= WRITTEN PROBLEM =
Can you copy every one of the records below word for word, leaving the pictures out of your answer?

= GIVEN DATA =
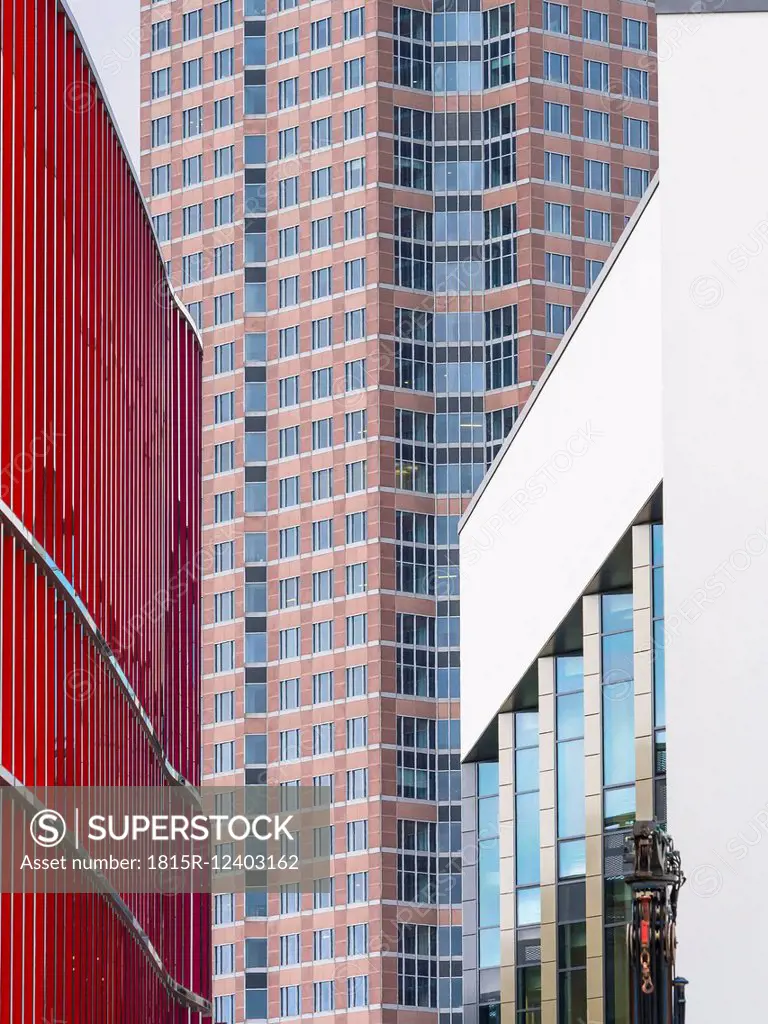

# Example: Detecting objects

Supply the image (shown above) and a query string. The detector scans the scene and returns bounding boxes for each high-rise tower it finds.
[141,0,655,1024]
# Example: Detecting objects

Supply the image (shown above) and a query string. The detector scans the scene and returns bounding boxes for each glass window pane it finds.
[559,839,587,879]
[603,683,635,785]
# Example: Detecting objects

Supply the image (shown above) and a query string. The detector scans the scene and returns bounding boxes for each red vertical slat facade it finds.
[0,0,211,1024]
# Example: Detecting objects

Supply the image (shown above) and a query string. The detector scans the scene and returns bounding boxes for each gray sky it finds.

= THE ANSWER =
# Example: Detecting objects

Supply the image (shown above) and a query string. The detector scans the scene and returns bounding boxes for each high-rise tower it finds.
[141,0,655,1024]
# Example: Detecting objects

Supply the image (shown above) and a query string. The detector scans the scene and returns bounding boxes for each glass window pane it finds.
[559,839,587,879]
[603,683,635,785]
# Example: Detecting objects

Supply the image (shown above) and a query string. The detector scans the scene and returns bounding boxes for each red vertical slat facade it finds.
[0,0,211,1024]
# Example: Detecting objects

Supply the image (shown above) and a query string. The detector scans the scene and returns bounding boxes for each gray sky it finds.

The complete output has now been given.